YOUR TASK
Reproduce all entries below verbatim. Skip the pictures.

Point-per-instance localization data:
********************

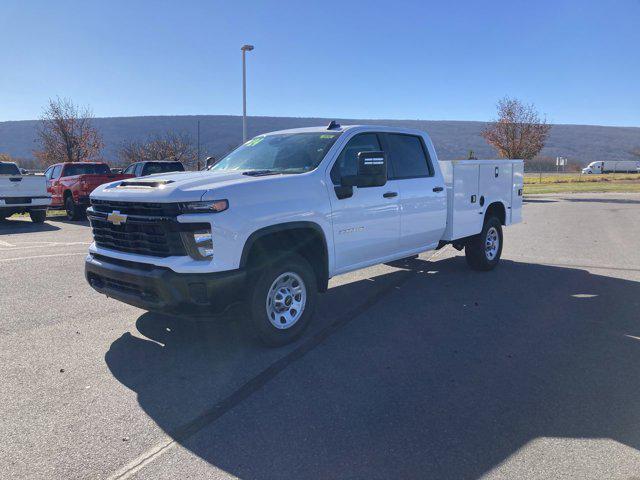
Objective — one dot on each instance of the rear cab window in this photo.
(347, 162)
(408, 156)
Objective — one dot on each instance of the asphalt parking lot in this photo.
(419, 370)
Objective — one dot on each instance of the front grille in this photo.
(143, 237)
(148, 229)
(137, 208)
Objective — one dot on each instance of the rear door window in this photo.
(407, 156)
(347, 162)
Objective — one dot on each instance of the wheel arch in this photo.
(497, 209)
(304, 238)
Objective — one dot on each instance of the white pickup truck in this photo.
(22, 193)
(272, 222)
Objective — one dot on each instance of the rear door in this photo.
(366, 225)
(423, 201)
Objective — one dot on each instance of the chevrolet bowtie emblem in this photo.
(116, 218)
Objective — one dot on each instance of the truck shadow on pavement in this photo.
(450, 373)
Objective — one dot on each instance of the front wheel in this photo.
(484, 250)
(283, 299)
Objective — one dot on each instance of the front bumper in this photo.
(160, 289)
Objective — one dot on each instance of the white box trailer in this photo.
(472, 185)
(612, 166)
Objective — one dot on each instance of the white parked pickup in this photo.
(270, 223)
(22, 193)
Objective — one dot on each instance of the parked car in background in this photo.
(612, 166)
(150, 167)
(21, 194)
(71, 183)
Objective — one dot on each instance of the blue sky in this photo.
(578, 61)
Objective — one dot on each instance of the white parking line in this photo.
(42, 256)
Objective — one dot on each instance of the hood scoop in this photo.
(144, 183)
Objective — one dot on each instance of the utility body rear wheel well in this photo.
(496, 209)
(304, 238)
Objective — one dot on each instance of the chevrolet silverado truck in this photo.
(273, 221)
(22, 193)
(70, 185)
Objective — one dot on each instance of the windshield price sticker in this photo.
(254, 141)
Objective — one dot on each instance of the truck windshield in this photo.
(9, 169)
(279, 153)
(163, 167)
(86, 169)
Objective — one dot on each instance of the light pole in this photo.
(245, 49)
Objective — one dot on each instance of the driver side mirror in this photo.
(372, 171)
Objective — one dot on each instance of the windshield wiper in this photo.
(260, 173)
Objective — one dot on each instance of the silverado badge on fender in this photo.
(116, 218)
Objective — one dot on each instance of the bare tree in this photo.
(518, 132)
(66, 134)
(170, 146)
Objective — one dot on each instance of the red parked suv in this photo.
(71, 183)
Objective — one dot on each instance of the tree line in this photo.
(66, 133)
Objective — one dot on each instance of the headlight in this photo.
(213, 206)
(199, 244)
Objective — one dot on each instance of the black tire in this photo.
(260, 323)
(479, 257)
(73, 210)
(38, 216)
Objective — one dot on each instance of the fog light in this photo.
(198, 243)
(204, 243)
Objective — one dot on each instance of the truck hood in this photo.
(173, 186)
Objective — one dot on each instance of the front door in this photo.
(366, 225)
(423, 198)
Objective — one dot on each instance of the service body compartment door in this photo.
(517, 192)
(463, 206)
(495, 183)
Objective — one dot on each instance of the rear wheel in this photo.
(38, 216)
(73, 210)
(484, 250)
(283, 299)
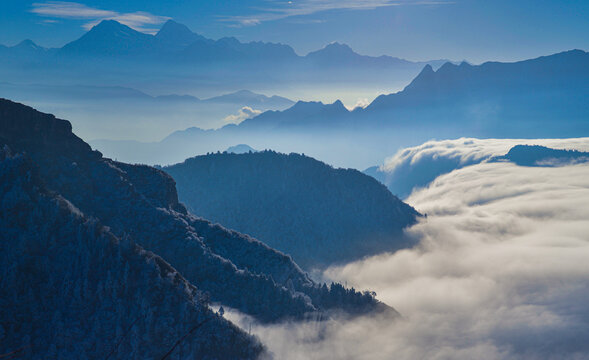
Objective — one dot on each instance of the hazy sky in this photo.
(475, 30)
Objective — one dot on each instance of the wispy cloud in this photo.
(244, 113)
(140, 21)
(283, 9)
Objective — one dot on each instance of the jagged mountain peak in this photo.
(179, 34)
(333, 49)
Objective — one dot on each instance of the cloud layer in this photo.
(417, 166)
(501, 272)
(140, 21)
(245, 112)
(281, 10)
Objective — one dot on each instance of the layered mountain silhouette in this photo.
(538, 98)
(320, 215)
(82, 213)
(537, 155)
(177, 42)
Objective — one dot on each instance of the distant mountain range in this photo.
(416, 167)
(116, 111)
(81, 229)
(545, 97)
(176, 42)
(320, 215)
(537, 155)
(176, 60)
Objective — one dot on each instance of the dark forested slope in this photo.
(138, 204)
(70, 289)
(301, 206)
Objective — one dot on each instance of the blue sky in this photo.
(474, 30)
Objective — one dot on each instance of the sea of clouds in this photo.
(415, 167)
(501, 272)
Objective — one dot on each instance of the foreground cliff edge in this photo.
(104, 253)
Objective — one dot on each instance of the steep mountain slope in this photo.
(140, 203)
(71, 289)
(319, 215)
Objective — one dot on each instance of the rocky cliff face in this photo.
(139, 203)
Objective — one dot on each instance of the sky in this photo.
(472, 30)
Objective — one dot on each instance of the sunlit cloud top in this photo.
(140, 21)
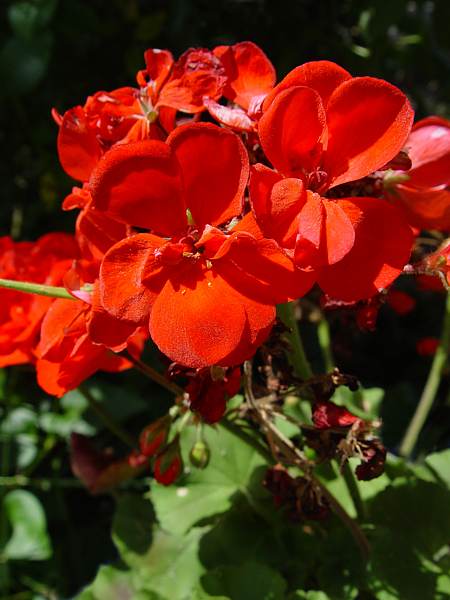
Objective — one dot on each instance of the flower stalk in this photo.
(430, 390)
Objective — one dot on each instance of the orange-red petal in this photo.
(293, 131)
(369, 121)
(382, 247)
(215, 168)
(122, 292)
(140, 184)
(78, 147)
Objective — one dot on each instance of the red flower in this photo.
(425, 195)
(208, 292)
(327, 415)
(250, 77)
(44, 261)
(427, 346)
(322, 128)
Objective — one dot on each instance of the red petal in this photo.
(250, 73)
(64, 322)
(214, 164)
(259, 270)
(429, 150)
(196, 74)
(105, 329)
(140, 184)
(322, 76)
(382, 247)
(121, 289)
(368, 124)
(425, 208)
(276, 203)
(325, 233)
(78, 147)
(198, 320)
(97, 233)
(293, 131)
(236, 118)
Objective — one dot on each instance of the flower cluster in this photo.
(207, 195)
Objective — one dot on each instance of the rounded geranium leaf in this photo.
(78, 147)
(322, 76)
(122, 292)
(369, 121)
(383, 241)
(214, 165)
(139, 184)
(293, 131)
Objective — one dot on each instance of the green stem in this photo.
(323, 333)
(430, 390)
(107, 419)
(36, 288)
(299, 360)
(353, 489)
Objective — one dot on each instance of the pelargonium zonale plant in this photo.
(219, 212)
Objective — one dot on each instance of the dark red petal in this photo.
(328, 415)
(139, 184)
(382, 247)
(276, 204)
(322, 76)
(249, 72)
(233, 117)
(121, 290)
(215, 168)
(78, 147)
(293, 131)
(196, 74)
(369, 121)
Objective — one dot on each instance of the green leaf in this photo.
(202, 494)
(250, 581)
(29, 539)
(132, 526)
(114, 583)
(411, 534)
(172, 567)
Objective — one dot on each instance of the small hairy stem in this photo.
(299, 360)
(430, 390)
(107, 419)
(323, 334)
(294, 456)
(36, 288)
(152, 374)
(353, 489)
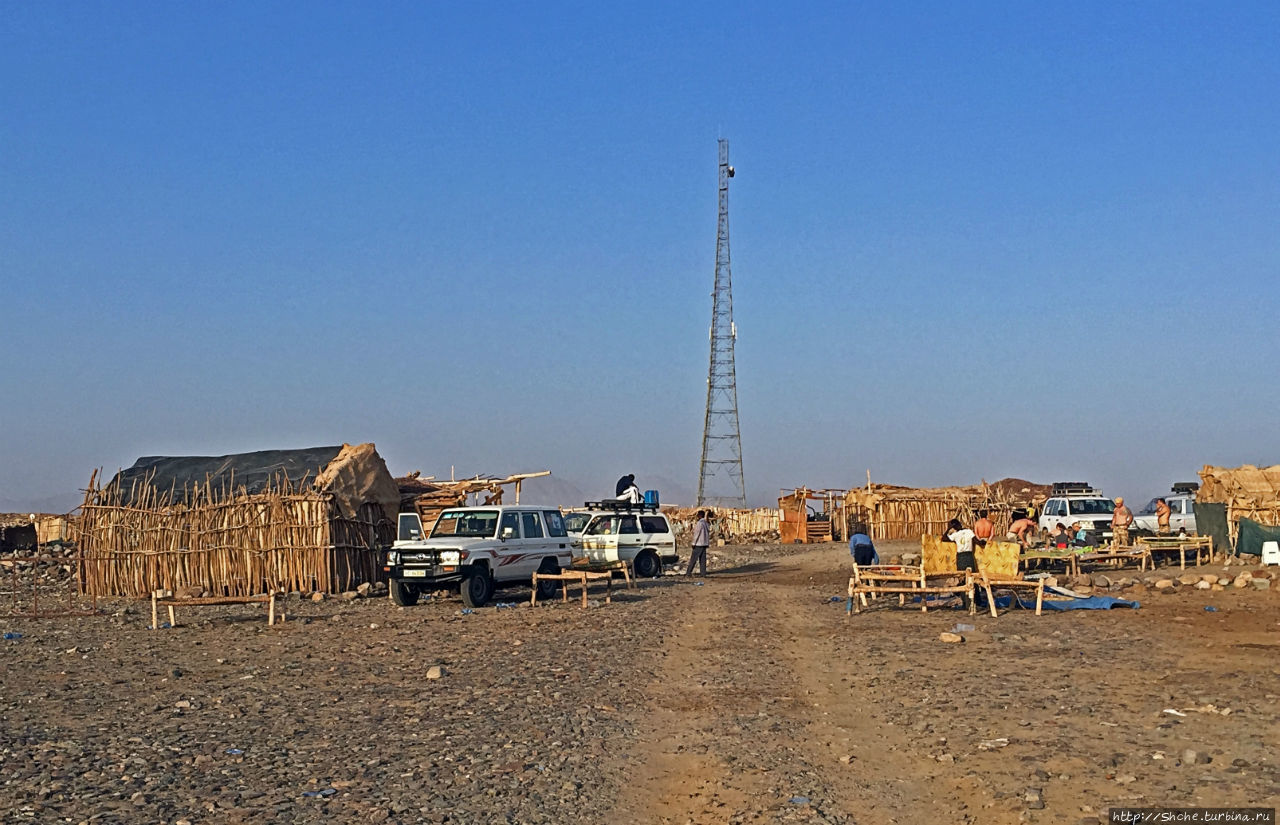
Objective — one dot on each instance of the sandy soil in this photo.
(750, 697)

********************

SOLUTION TO THIS PROBLEM
Objective — one dot on each instance of the rear cab window in this photo.
(347, 162)
(408, 156)
Objective — one dot on each instance of the asphalt parking lot in this photo.
(419, 370)
Objective — one dot on each instance of the front grille in this photo.
(143, 237)
(148, 229)
(137, 208)
Objective — one dot on each instance of the rear door window in this photo.
(407, 156)
(347, 162)
Objective — one dot on each instance of the wheel arch in this photo.
(497, 209)
(304, 238)
Objective — one dot on each instance of the white pickup truck in this photo.
(22, 193)
(272, 222)
Objective — one dot on each instance of the rear door in this photo.
(366, 225)
(423, 201)
Objective — one dot on each instance of the chevrolet bowtie emblem in this photo.
(116, 218)
Objective — one dot on each instance of the truck shadow on pavement in this photo.
(450, 373)
Objective — one dot on each instance of the front wheel in this photo.
(484, 250)
(283, 299)
Objective — one dot on each instance of the front bumper in this photo.
(160, 289)
Objective — one dot on each instance of the white box trailer in this photo.
(472, 185)
(612, 166)
Objective — one dot on each instance of the white parked pickup in this photo.
(270, 223)
(22, 193)
Objective — one dot on each instance of the parked car in background in this photo.
(612, 166)
(150, 167)
(21, 194)
(71, 183)
Objective — one dot on each instance of the blue sky in this photo.
(578, 61)
Objective — one dot on each instance of the white parking line in this photo.
(42, 256)
Objective — one dot on each instance of the hood scoop in this photo.
(144, 183)
Objective — one dot on each instance of the utility body rear wheel well in this photo.
(496, 209)
(304, 238)
Objective — one dot on each instance of the chevrolet silverado truck in this photo.
(273, 221)
(22, 193)
(70, 185)
Objective — one dot on each instance of the windshield price sticker in this photo.
(254, 141)
Objective — one dot on each instance of the truck windshield in this photo.
(9, 169)
(279, 153)
(163, 167)
(86, 169)
Objective — one dot on each instance of the light pole in this photo.
(245, 49)
Objective — one dot on each instance of the driver side mirror in this photo.
(372, 171)
Objective — one dot on each instance of the windshield wiper in this photo.
(260, 173)
Objective — one dot on each instance of the silverado badge on fender in this photo.
(116, 218)
Objective — one dot on each instance of the bare tree in this photo.
(518, 132)
(66, 134)
(170, 146)
Objective — one dot on each instance of the red parked suv in this photo.
(71, 183)
Objective — one dot on each instance of the tree line in this photo.
(66, 133)
Objective — one dot on each instance of the headlight in this photo.
(213, 206)
(199, 244)
Objective — one dot on each instance of the black tire in this photo.
(260, 323)
(479, 257)
(73, 210)
(38, 216)
Objective — one dot on each instance of the fog light in this photo.
(198, 243)
(204, 243)
Objective — one dot on each instance of the truck hood in this photo.
(173, 186)
Objective — one dot on each instance of the front door in this photo.
(366, 225)
(423, 198)
Objective — one dot on each instance of the service body compartment door in this photo.
(517, 192)
(463, 206)
(495, 183)
Objective — one dot on each instance of the rear wheel in this photo.
(38, 216)
(73, 210)
(484, 250)
(283, 299)
Objective — one dot on each instance of the hazy sky in this photo.
(475, 30)
Objective — one dot on each instance of the wispy cloud in this photo.
(244, 113)
(140, 21)
(283, 9)
Objective — one dot on each instance of the jagged mountain peak in this photo.
(179, 34)
(333, 49)
Objective — one dot on each instance of the cloud layer in this photo.
(417, 166)
(501, 272)
(140, 21)
(245, 112)
(281, 10)
Objective — one dot on each instance of the layered mountain silhouette in this photo.
(538, 98)
(320, 215)
(82, 213)
(537, 155)
(177, 42)
Objective — one dot on each instance of the distant mountain range in this photo.
(416, 167)
(116, 111)
(81, 229)
(545, 97)
(176, 42)
(320, 215)
(537, 155)
(176, 60)
Objective — one dot on each instance of the dark forested slope in this photo.
(138, 204)
(70, 289)
(301, 206)
Objective — one dot on each instance of the blue sky in this photo.
(474, 30)
Objective — one dot on each instance of the sea of clouds in this photo.
(415, 167)
(501, 272)
Objective — one dot on each instance of the foreground cliff edge in this photo.
(104, 253)
Objective — one dot on each instance of the steep mountain slope in this photo.
(140, 203)
(71, 289)
(319, 215)
Objective — one dot on each instance of the rocky cliff face in this photo.
(139, 203)
Objective — one dot on each instance of the sky in this photo.
(472, 30)
Objective — one dot on each instance of the sunlit cloud top in this photo.
(140, 21)
Objective — one dot on each instance of the flower stalk in this photo.
(430, 390)
Objective — one dot on each instance of the orange-red petal in this photo.
(293, 131)
(369, 121)
(382, 247)
(215, 168)
(122, 292)
(140, 184)
(78, 147)
Objective — one dot on each instance of the red flower in this photo.
(425, 195)
(208, 292)
(327, 415)
(250, 77)
(44, 261)
(427, 346)
(322, 128)
Objective — one dot on each instance of the red petal in this photo.
(250, 73)
(64, 322)
(214, 164)
(259, 270)
(429, 150)
(196, 74)
(105, 329)
(140, 184)
(322, 76)
(382, 247)
(121, 289)
(368, 124)
(425, 208)
(276, 203)
(325, 233)
(78, 147)
(198, 320)
(97, 233)
(293, 131)
(236, 118)
Objective — one dot on each instance of the flower cluster in this photo.
(207, 195)
Objective — one dot on each instance of the rounded geranium leaf in this photo.
(78, 147)
(322, 76)
(122, 292)
(369, 121)
(383, 241)
(214, 165)
(139, 184)
(293, 131)
Objective — one dot on each instance of the green stem in this photo.
(323, 333)
(430, 390)
(107, 419)
(36, 288)
(299, 360)
(353, 489)
Objective — one dot on each instance of the pelargonium zonale plant in this photo.
(219, 212)
Objective — one dot on each instance of the dark red petal in this photo.
(328, 415)
(139, 184)
(382, 247)
(276, 204)
(322, 76)
(249, 72)
(233, 117)
(121, 290)
(215, 168)
(78, 147)
(293, 131)
(196, 74)
(369, 121)
Objective — one dot on each instance of the green leaf in this photo.
(202, 494)
(250, 581)
(29, 539)
(132, 526)
(114, 583)
(411, 534)
(172, 567)
Objective — one dot on each instance of the small hairy stem in this photo.
(299, 360)
(430, 390)
(107, 419)
(323, 334)
(294, 456)
(36, 288)
(152, 374)
(353, 489)
Objective — one dot on each instance of the sandy soil in this photo.
(750, 697)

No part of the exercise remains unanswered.